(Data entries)

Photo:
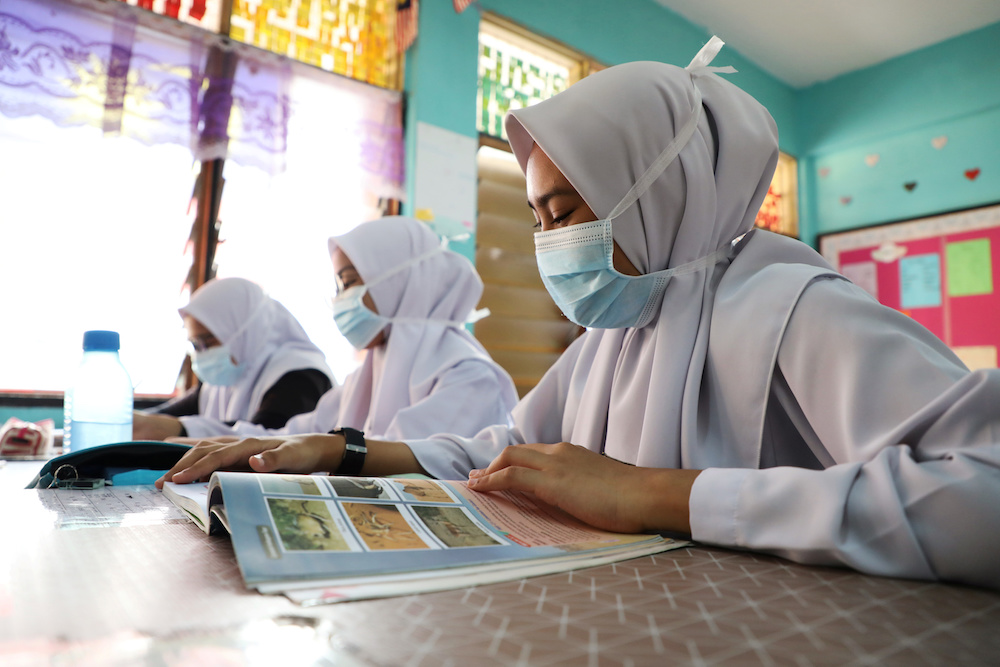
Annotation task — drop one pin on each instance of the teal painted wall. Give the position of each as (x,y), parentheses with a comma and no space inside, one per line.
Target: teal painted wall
(893,110)
(441,66)
(869,133)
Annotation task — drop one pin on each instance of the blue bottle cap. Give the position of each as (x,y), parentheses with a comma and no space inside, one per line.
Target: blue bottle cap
(102,341)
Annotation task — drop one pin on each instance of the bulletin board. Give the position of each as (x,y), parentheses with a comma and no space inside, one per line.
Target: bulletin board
(941,270)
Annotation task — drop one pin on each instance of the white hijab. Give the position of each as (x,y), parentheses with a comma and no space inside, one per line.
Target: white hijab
(261,333)
(652,396)
(431,299)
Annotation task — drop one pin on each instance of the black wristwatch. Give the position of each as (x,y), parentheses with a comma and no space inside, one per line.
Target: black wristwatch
(354,451)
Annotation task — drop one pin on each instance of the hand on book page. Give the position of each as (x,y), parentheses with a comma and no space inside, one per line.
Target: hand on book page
(296,454)
(595,489)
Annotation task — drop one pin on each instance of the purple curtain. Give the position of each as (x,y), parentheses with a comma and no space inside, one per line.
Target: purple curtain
(135,74)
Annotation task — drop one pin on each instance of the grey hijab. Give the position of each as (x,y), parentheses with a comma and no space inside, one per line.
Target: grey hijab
(668,394)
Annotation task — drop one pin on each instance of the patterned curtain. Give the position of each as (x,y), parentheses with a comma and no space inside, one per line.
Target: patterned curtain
(135,74)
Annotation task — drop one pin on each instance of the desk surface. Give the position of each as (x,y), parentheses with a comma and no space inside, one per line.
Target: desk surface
(155,589)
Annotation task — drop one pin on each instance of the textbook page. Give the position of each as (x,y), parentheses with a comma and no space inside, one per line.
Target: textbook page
(307,531)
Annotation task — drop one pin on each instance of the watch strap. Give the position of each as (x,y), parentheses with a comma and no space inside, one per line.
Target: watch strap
(355,450)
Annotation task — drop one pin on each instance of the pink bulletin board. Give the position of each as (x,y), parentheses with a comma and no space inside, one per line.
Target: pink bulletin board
(943,271)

**TASK REQUIREMENTS:** Above are the records. Print exactly, and only, the lines from the line with "of the black" to the line with "of the grey", both inclusive.

**REPLY TO THE EXERCISE:**
Annotation task — drop one pin on each instance of the black wristwatch. Give the position of each as (x,y), parentheses with a comma and no space inside, one per line.
Target: black wristwatch
(354,451)
Annotation task — drop one pin on each instance of the hand on book page. Give the position of each as (x,y), parentheses with a comma and no space inside, one per line.
Target: hand on book page
(296,454)
(595,489)
Annotation task — drop one pin on each instance of the purple curtain. Give the position of each as (x,y), parentheses with a comma and no space inside, one per line.
Target: purple curtain
(135,74)
Annotation task — drop one pin on each instance of the grey hijab. Give the position of each as (x,y), parentheses with a comma and no space inside, one per line.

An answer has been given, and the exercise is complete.